**CONSIGNE**: Traduisez en anglais cette phrase du texte sur la cuisine vietnamienne : « Entre deux bouchées, les verres se lèvent et se heurtent. »

On déguste chaque morceau en manifestant bruyamment pour le goût et la cuisson parfaite. Entre deux bouchées, les verres se lèvent et se heurtent. Les yeux pétillent, les joues s’enflamment, les mots se bousculent en de joyeuses plaisanteries… Déjà les caquelons avides, véritables molochs culinaires, avalent les plateaux de feuilles et légumes qui, une fois ébouillantés, sont prestement ressortis pour conserver le plaisir de craquer sous la dent, en emportant avec eux les délicates senteurs du bouillon parfumé.

Les paroles se font plus fortes, les baguettes s’agitent plus vite, les bols se remplissent et se vident et les verres aussi d’ailleurs, ce qui rend sans doute plus vitreux ou plus canailles certains regards. Enfin, les nouilles sèches, dernières victimes de cette orgie de bonne chère, plongent à leur tour dans le bain bouillonnant, pour se transformer en de délicates friandises baignées par le goût de tout ce qui les a déjà précédées. Que du bonheur!

Soupes en cascade

Mais la table vietnamienne nous offre bien d’autres mets pour satisfaire notre curiosité gustative. Voici en cortège défiler la fameuse soupe, chère au Nord: le phở. Au poulet, au bœuf, aux boulettes… elles transpercent de leurs effluves les matins naissants, réchauffant les corps encore alanguis. Elles annoncent fièrement tous ces autres plats aux succulences multiples: le chả cá, ce poisson frit au curcuma sur un lit d’aneth, ou le bún chả, petite grillade de porc brûlante accompagnée de vermicelle de riz froid, ou encore le cá kho tộ, poisson grillé et cuit au caramel avec des morceaux de lard, du piment et de la cannelle.

**EXTRAIT DES DONNÉES**:

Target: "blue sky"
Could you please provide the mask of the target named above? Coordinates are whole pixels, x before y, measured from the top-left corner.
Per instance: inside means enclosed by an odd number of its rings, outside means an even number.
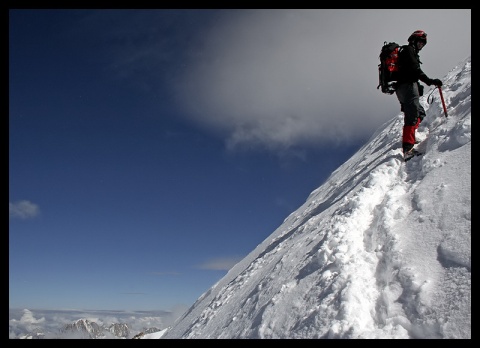
[[[11,9],[10,307],[191,305],[398,114],[384,41],[471,54],[471,10],[386,11]]]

**RÉSULTAT DE L'EXERCICE**: Between bites, glasses are raised and clink together.